Data

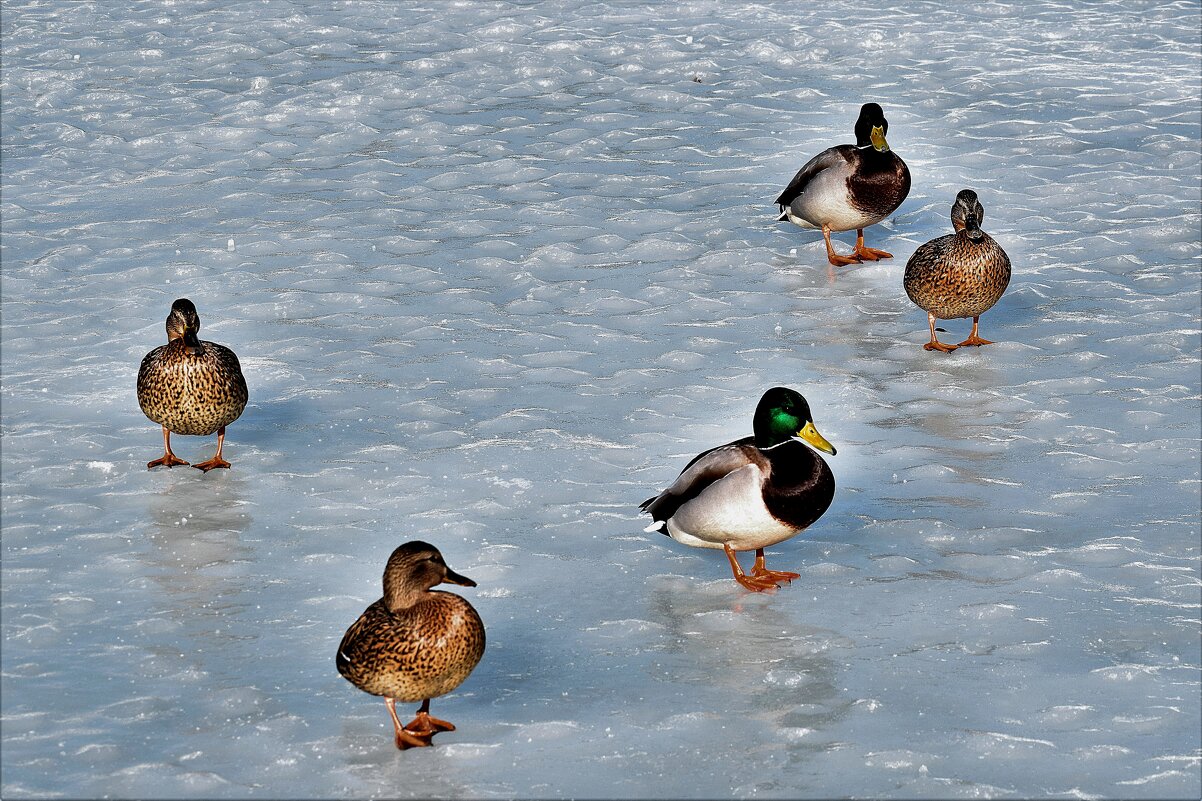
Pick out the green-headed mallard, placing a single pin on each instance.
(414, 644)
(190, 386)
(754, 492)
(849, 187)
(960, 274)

Task goal
Lay out the listing above as a two-column CSV with the headers text and answer. Give one row for each text, with its answer beside it, and put each field in double quotes with line breaks turned into spaces. Leave the pictures out.

Problem solution
text,answer
"Pick out the green-headed mallard, placing a single pin on each instance.","(414, 644) (190, 386) (754, 492) (849, 187) (960, 274)"